#### [Task prompt]
Reproduce the rows below unchanged, from the line containing "rear side window." through the end of the rows, both included.

#### [Entries supplied]
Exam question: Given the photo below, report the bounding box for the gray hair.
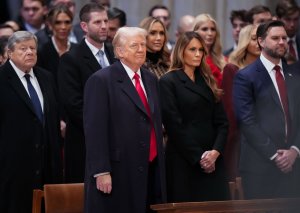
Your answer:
[7,31,37,50]
[112,27,147,58]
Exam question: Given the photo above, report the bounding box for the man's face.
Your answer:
[258,27,288,59]
[232,18,247,44]
[117,35,146,71]
[280,11,300,38]
[54,0,75,15]
[81,11,108,44]
[152,9,171,30]
[253,12,272,25]
[107,18,121,42]
[21,0,47,28]
[8,39,37,72]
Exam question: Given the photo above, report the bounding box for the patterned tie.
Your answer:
[97,50,107,68]
[288,39,297,60]
[24,74,43,122]
[274,65,290,142]
[133,73,157,162]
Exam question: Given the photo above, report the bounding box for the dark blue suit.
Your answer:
[83,61,166,213]
[233,59,300,198]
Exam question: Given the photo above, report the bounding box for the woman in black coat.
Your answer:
[159,32,228,202]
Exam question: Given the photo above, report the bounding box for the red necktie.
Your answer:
[133,73,157,162]
[274,65,290,139]
[288,40,297,60]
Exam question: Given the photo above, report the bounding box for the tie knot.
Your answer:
[273,65,281,72]
[133,73,140,81]
[98,50,104,56]
[24,73,30,81]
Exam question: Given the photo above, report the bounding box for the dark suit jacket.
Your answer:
[233,59,300,196]
[159,70,228,202]
[84,61,166,213]
[58,40,114,182]
[0,62,62,213]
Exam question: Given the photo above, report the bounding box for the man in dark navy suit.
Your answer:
[58,3,114,183]
[84,27,166,213]
[233,21,300,199]
[0,31,62,213]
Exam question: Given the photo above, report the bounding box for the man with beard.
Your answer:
[233,21,300,199]
[58,3,114,183]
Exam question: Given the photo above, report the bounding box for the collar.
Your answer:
[9,60,35,79]
[260,54,282,73]
[120,61,142,80]
[84,39,105,56]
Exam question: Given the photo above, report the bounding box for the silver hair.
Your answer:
[112,27,147,58]
[7,31,37,50]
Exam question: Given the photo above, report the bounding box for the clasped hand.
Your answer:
[199,150,220,173]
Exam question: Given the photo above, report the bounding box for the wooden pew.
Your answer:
[151,198,300,213]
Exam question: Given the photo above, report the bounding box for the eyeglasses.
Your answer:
[154,16,169,21]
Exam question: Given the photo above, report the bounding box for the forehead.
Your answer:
[152,8,169,17]
[90,11,108,21]
[267,27,287,36]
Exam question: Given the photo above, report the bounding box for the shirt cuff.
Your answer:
[94,172,109,178]
[270,153,278,160]
[291,146,300,158]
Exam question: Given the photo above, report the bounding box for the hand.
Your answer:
[96,174,112,194]
[275,149,298,173]
[60,120,67,138]
[199,150,220,173]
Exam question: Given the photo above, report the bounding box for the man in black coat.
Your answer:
[0,31,62,213]
[83,27,166,213]
[58,3,114,182]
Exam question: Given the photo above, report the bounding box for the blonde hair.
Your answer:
[194,13,226,70]
[139,16,170,63]
[228,24,257,68]
[169,32,222,101]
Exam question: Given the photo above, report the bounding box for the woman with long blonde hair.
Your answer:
[159,32,228,202]
[194,13,226,86]
[222,24,260,180]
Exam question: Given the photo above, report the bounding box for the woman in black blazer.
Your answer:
[159,32,228,202]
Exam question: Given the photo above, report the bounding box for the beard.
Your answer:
[264,47,287,59]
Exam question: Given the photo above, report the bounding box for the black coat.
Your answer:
[58,40,114,183]
[159,70,228,202]
[84,62,166,213]
[0,61,62,213]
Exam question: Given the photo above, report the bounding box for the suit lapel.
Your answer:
[141,68,155,114]
[112,61,148,115]
[175,70,212,101]
[3,61,36,118]
[80,39,101,72]
[256,59,283,112]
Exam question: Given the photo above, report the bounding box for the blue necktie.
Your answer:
[25,74,43,122]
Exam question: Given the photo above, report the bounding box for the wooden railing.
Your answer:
[151,198,300,213]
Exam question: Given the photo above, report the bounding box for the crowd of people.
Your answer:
[0,0,300,213]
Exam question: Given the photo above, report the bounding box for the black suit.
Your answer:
[58,40,114,182]
[84,61,166,213]
[159,70,228,202]
[233,59,300,198]
[0,61,62,213]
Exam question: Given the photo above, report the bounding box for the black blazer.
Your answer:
[84,61,166,213]
[0,61,62,212]
[58,39,114,182]
[233,59,300,176]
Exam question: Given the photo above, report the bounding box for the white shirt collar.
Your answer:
[84,39,105,56]
[121,62,142,80]
[260,54,282,73]
[9,60,35,79]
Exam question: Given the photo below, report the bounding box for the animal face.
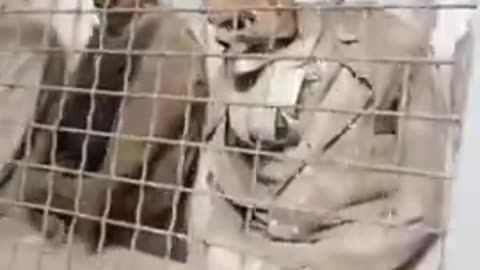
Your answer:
[207,0,297,52]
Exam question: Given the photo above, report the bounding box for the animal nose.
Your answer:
[208,10,256,31]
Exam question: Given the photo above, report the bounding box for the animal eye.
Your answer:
[215,38,230,52]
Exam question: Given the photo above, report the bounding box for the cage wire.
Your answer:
[0,0,480,270]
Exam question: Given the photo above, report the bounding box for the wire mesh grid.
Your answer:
[0,0,476,270]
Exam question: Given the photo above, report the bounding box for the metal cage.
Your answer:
[0,0,480,270]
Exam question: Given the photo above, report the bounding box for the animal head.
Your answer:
[207,0,297,52]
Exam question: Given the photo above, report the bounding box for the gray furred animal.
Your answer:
[0,0,207,260]
[188,0,451,270]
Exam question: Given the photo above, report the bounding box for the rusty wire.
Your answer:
[0,2,468,268]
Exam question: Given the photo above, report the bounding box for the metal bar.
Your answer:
[444,3,480,270]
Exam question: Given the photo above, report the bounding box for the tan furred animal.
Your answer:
[1,2,207,260]
[189,1,451,270]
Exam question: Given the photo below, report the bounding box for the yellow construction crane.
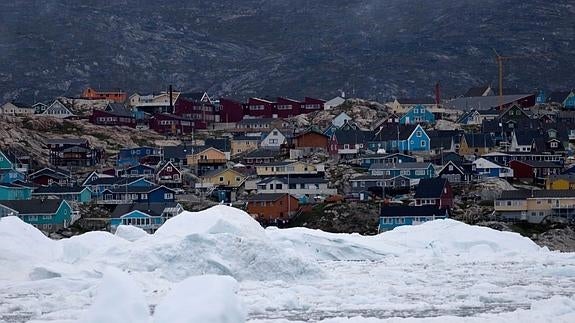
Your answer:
[492,48,546,109]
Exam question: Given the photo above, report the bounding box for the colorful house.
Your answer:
[196,168,246,188]
[369,162,435,180]
[472,158,513,178]
[399,105,435,125]
[414,177,453,209]
[110,202,184,233]
[379,205,449,232]
[0,199,74,233]
[98,185,175,204]
[247,193,299,225]
[0,183,32,201]
[32,185,92,203]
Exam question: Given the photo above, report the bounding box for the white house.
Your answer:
[39,100,74,119]
[331,112,352,128]
[0,102,35,115]
[473,158,513,178]
[257,177,337,196]
[323,96,345,110]
[260,128,286,149]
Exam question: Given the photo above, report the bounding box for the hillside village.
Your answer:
[0,86,575,251]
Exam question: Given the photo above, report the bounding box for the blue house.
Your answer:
[547,91,575,110]
[0,150,15,170]
[0,199,74,233]
[0,169,26,183]
[118,164,156,179]
[360,153,417,168]
[379,205,449,232]
[399,105,435,125]
[32,185,92,203]
[369,162,435,180]
[0,183,32,201]
[98,186,176,204]
[110,202,184,233]
[367,125,431,152]
[116,147,162,168]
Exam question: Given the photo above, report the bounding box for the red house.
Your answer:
[274,97,301,118]
[174,95,220,124]
[156,162,182,188]
[245,98,277,118]
[300,96,325,114]
[150,113,206,135]
[415,177,453,209]
[220,98,244,123]
[90,110,136,128]
[509,160,563,180]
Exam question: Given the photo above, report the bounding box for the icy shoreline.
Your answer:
[0,206,575,322]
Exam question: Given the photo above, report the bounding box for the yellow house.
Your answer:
[545,174,575,190]
[459,133,495,156]
[256,161,318,176]
[495,190,575,223]
[230,136,261,156]
[186,147,230,166]
[196,168,246,188]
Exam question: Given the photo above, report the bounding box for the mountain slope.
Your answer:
[0,0,575,99]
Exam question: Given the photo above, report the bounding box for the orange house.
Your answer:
[82,87,128,103]
[247,193,299,224]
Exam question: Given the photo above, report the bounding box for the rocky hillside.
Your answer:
[0,0,575,100]
[0,116,173,165]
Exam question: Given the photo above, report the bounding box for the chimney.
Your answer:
[168,84,174,112]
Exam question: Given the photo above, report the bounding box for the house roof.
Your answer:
[244,148,279,159]
[204,138,231,152]
[0,199,64,215]
[513,160,563,168]
[547,91,571,103]
[444,94,533,111]
[463,85,490,97]
[46,138,88,145]
[33,185,87,194]
[258,177,328,184]
[105,102,132,117]
[248,193,287,202]
[369,162,431,170]
[380,205,447,217]
[397,97,435,104]
[110,202,179,218]
[414,177,449,199]
[465,133,495,148]
[498,190,575,200]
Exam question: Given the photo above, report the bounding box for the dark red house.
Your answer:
[414,177,453,209]
[219,98,244,123]
[150,113,206,135]
[509,160,563,180]
[275,97,301,118]
[90,110,136,128]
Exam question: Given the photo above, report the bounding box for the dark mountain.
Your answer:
[0,0,575,100]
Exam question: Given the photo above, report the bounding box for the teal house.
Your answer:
[369,162,435,180]
[0,199,73,233]
[0,183,32,201]
[399,105,435,125]
[110,202,184,233]
[32,185,92,203]
[378,205,449,232]
[0,150,14,169]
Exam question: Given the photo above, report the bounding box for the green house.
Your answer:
[0,183,32,201]
[0,199,73,233]
[32,185,92,203]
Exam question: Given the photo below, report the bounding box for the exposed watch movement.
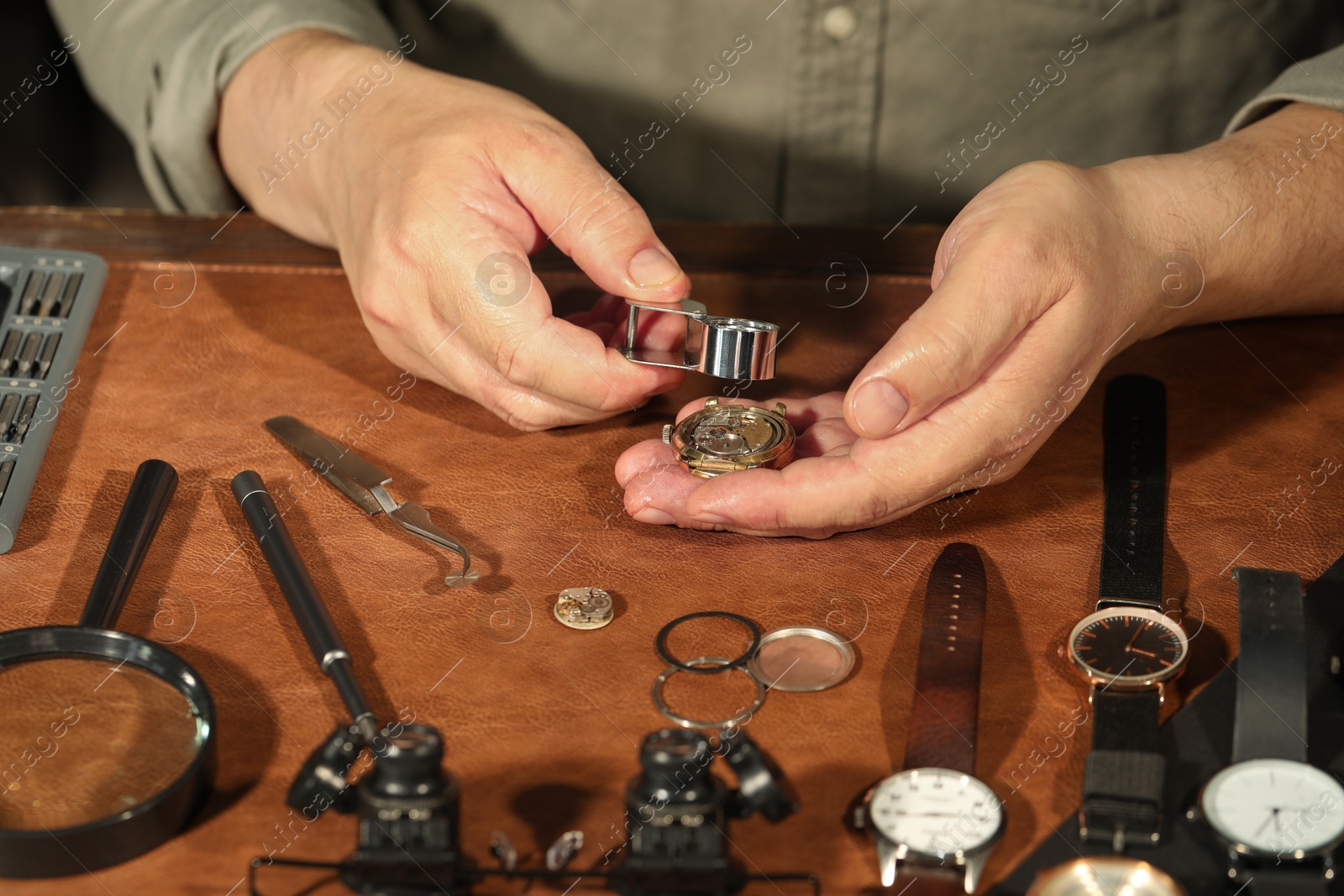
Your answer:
[663,398,797,478]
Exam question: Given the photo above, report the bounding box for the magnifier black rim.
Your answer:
[654,610,761,676]
[0,626,215,878]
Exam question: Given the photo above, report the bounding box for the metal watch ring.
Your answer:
[654,610,761,676]
[654,657,768,730]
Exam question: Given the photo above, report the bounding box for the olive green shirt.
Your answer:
[50,0,1344,224]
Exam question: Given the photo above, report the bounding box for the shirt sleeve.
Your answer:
[49,0,396,212]
[1223,47,1344,136]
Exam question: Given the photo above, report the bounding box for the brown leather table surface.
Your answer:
[0,210,1344,896]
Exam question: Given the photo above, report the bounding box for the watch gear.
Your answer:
[555,589,614,630]
[663,398,797,478]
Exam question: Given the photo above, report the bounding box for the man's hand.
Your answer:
[218,31,690,428]
[616,105,1344,537]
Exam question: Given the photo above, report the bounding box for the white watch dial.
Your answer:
[1199,759,1344,858]
[869,768,1003,861]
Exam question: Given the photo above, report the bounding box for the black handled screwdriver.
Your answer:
[233,470,378,743]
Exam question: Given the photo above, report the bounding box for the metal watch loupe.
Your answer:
[621,298,780,380]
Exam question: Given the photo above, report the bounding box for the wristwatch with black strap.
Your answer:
[1199,567,1344,896]
[858,542,1004,896]
[1068,374,1189,853]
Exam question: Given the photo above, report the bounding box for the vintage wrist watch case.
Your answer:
[1067,375,1189,853]
[856,542,1005,896]
[663,398,797,478]
[1026,856,1185,896]
[1192,567,1344,896]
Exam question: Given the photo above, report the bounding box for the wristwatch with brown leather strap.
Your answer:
[858,542,1004,896]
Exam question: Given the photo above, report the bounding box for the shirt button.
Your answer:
[822,4,858,43]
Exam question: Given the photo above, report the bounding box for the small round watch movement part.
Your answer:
[555,589,614,630]
[663,398,797,478]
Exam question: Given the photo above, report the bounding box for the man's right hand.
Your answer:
[218,31,690,430]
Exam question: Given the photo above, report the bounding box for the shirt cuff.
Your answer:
[1223,47,1344,137]
[51,0,396,212]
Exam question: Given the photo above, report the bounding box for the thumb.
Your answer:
[502,132,690,302]
[844,240,1063,439]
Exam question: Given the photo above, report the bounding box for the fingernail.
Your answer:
[630,246,681,286]
[690,513,732,525]
[630,508,676,525]
[853,380,910,439]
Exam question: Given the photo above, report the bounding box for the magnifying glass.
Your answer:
[0,461,215,878]
[621,298,780,380]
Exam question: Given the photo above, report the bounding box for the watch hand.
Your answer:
[1125,626,1144,652]
[1252,809,1278,838]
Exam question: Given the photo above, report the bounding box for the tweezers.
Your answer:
[266,417,481,589]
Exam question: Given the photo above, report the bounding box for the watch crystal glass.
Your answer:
[869,768,1004,861]
[1068,607,1189,686]
[1199,759,1344,860]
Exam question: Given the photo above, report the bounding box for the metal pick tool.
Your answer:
[546,831,583,871]
[555,589,613,629]
[621,298,780,380]
[491,831,517,871]
[266,417,481,589]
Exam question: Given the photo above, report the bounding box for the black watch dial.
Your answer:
[1068,607,1189,685]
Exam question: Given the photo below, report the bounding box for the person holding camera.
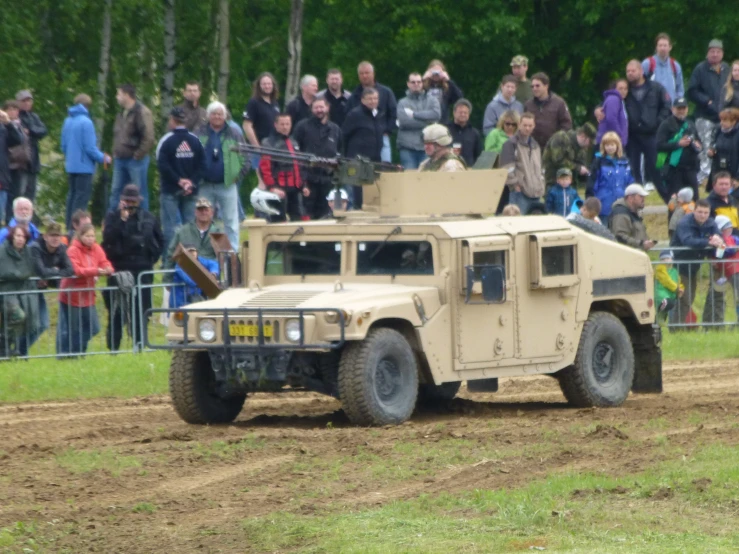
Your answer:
[657,98,703,200]
[102,184,165,351]
[156,107,205,252]
[706,108,739,191]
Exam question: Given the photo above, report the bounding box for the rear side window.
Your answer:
[541,245,575,277]
[357,240,434,275]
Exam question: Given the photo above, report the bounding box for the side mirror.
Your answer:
[465,265,506,304]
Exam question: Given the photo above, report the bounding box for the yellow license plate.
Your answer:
[228,324,273,338]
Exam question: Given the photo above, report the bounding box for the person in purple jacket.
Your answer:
[595,79,629,146]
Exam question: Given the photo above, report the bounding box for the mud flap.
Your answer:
[631,325,662,394]
[467,377,498,392]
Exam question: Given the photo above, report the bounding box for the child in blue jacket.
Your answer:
[547,167,580,217]
[169,244,219,308]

#### [Solution for this task]
Exam question: Given the photo above, report the bounding box for the rear side window.
Your answer:
[541,245,575,277]
[357,240,434,275]
Exam question: Given the photo above, report the bounding box for the side mirror.
Your answer:
[465,265,506,304]
Exam question: Given the photo above, report the bounding box for the yellow license plate.
Your answer:
[228,324,273,338]
Exam question: Given the photo above, report the bounding box for the person in purple jacket.
Your answer:
[595,79,629,146]
Exam question: Given the photo above, report the bounding box for the mud flap.
Your answer:
[631,325,662,394]
[467,377,498,392]
Exam question: Given the photo above, report the bounding box for the child in blue jacket.
Your answer:
[547,167,580,217]
[169,244,219,308]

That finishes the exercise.